• What this exercise asks:
(a) From the humorous writing-tips text, return the part that opens with the words containing "(With thanks to" and closes with "inside his shoes.", copied word for word.
(b) In the humorous writing-tips text, what disorder does the doctor tell Mr Wolfowitz he suffers from?
(c) Continue the humorous writing-tips text, starting right after its last sentence.

• Document excerpt:
====

Optimise your vocabulary for maximal lexicon synergy

It was four o’clock in the afternoon and Derek was facilitating his process environment. He validated his competency, taking care not to leverage his parameters to an un-optimal degree, then took ownership of the resultant paradigm. Gina knocked on his open door.
‘Derek?’ He looked up.
‘I was just wondering,’ she said, ‘have you facilitated the strategic execution of mission-crucial validation opportunities today?’
‘Yes,’ he said. ‘In addition, I intend to empower myself to refocus those efforts going forward.’
‘Good, just checking.’ She utilised her wrist-based resource to take stock of available man-hours. ‘Nearly quitting time,’ she disseminated in a teamwork-focused office-wide verbal memo.

Blunder into double entendres

Richard held his sausage out over the counter.
‘Do you want it or not?’ he ejaculated. The butcher’s shop was filling up now, the crew from the recently docked Navy vessel lining up for a taste of his meat. The young woman cocked her head.
‘I’m not sure...’ she said.
‘I’ve got it out now,’ he sighed. ‘If I don’t give it to you, I’ll just end up throwing it in the back passage.’ He waved a hand at the growing queue behind her. ‘As you can see, my shop’s full of seamen. I’m sure these guys are hungry for what I’ve got to offer.’

Make use of the caps lock key


Beat around the bush

(With thanks to Dan DeWitt)

The doctor tapped his pen on his clipboard and coughed.
‘Well, Mr Wolfowitz,’ he said, ‘you suffer from a rare disorder known as Chronic Recurrent Meta-Synodic Genetic Reconfiguration.’
‘Okay,’ said Art, scratching the back of his hand. ‘What does that mean?’
‘Let me put it like this,’ the doctor said. ‘The episodes you have described experiencing and the associated symptoms – chronic restlessness, argyrophobia, sudden, unexplained hair growth, uncontrollable aggression – seem to occur on a regular cycle, do they not?’ Art nodded and flexed his toes, which suddenly felt very restricted inside his shoes.

====

• The data:
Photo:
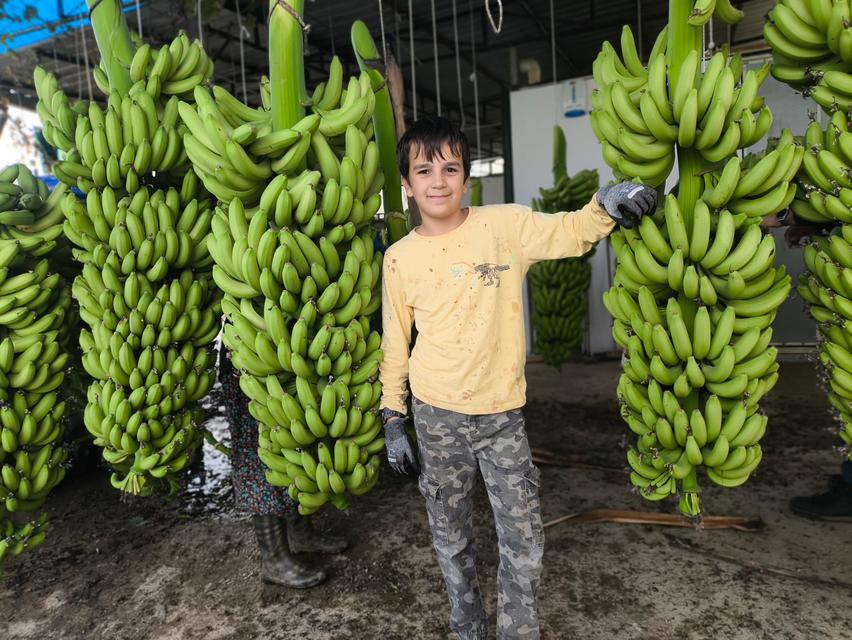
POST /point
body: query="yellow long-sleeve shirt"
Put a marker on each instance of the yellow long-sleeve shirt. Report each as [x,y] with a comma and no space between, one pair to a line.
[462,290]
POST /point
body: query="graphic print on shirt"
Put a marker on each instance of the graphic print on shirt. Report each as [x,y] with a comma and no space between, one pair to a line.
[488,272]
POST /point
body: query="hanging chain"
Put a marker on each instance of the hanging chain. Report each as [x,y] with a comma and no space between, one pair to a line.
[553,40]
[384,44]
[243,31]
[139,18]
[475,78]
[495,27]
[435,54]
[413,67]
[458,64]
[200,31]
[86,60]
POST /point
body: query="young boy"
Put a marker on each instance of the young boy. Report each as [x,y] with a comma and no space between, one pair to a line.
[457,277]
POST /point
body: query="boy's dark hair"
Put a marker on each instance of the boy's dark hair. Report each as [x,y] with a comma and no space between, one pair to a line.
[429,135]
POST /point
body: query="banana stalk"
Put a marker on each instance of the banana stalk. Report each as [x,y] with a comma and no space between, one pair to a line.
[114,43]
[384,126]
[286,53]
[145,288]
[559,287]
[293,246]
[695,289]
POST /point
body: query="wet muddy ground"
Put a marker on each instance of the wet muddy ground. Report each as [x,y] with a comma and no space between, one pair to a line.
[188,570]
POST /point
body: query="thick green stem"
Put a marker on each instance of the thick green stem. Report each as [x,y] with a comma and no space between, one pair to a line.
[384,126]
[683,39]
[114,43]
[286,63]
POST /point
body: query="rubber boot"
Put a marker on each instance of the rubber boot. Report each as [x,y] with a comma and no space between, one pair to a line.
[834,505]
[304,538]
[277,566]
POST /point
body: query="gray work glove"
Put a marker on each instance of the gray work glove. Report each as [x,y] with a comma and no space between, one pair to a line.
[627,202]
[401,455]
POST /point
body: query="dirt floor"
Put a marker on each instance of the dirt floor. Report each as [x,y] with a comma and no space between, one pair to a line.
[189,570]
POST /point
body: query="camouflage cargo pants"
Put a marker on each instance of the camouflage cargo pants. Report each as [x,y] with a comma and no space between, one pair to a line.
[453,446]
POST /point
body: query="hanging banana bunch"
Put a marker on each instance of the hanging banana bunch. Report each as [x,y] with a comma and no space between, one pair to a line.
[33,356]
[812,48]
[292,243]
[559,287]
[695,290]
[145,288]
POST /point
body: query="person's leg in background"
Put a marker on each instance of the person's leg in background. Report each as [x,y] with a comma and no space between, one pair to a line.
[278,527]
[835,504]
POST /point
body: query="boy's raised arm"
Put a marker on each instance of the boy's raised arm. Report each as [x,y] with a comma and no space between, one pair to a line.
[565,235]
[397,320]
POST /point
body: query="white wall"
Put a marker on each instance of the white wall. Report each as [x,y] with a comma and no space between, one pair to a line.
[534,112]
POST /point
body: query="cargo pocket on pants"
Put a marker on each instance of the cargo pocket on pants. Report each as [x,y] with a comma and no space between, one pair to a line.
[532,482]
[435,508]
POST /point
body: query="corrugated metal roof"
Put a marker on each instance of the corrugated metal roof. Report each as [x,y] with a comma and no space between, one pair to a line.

====

• Task-by-task outputs:
(a)
(With thanks to Dan DeWitt)

The doctor tapped his pen on his clipboard and coughed.
‘Well, Mr Wolfowitz,’ he said, ‘you suffer from a rare disorder known as Chronic Recurrent Meta-Synodic Genetic Reconfiguration.’
‘Okay,’ said Art, scratching the back of his hand. ‘What does that mean?’
‘Let me put it like this,’ the doctor said. ‘The episodes you have described experiencing and the associated symptoms – chronic restlessness, argyrophobia, sudden, unexplained hair growth, uncontrollable aggression – seem to occur on a regular cycle, do they not?’ Art nodded and flexed his toes, which suddenly felt very restricted inside his shoes.

(b) Chronic Recurrent Meta-Synodic Genetic Reconfiguration.

(c)
‘What’s your point?’ he said.
‘That cycle is, broadly speaking, monthly, is it not?’ said the doctor.
‘Yeah. So?’ Now his ears itched. He scratched at them.
‘And the episodes only occur at night, is that correct? When the moon is visible?’
‘Look,’ snarled Art. ‘What are you getting at?’ He was feeling irritable and, all of a sudden, hungry.
‘The truth is, Mr Wolfowitz,’ the doctor sighed, ‘very little is known about Chronic Recurrent Meta-Synodic Genetic Reconfiguration. I’d like to keep you in overnight for tests. You can sleep here, in this flimsily-built cage, just underneath the skylight.’

Refuse to take the hint

Dear all,

Just a quick reminder – if you’re in or around London on Wednesday evening, I’ll be performing a show based on this blog at the Bethnal Green Working Men’s Club, 44-46 Pollard Row E2 6NB at 7:30pm. The script is just about written now and it includes a shocking amount of new material as well as some of the funnier posts from here. If you approach me and tell me that you’re “off of the internet” then I might buy you a drink.*

All the best,

*Offer only valid in the event of the gig going well, me having the right change in my pocket and you being sufficiently complimentary about my performance. Terms and conditions apply.

Write outside your comfort zone

Dr Henry Billingsworth was a Nobel Prize-winning theoretical physicist and all-round renaissance man. In the course of his long career, he had held sub-atomic particles in the palm of his hand, excavated lava from the centre of the Earth and invented a whole new mathematical function which supplemented the old-fashioned plus, minus, multiply and divide to create a unheard-of fifth way of doing sums. At present, he was absorbed in his new experiment – observing evolution in fruit flies.
‘Look,’ he said to his assistant, pointing to one of the flies. ‘That one’s evolving. Just round the legs, at the back. Can you see that?’ His assistant nodded and made a note. Billingsworth grabbed the notepad from him. ‘You’ve got to make notes more quickly – look, it just evolved again and you nearly missed it.’
Sometimes Billingsworth thought he should just fire all his assistants and take care of everything himself, but there was simply too much work to be done. After all, if he spent all night in the lab, when would he find time to attend to his personal project, translating the novels of Shakespeare?

Use quotation marks for no apparent reason

(With thanks to this “Blog.”)
The sun was just “setting” when I arrived home. The smell of “bread” and the sound of “laughter” drifted across the field. Already, the stresses of the day seemed like a “distant memory.” I ran the last few yards, then rapped my fist against the “door” and stepped into the kitchen.
‘I’m home,’ I said, partly to myself and partly to “Susan.” She turned to look at me, a “smile” lighting up her “face.”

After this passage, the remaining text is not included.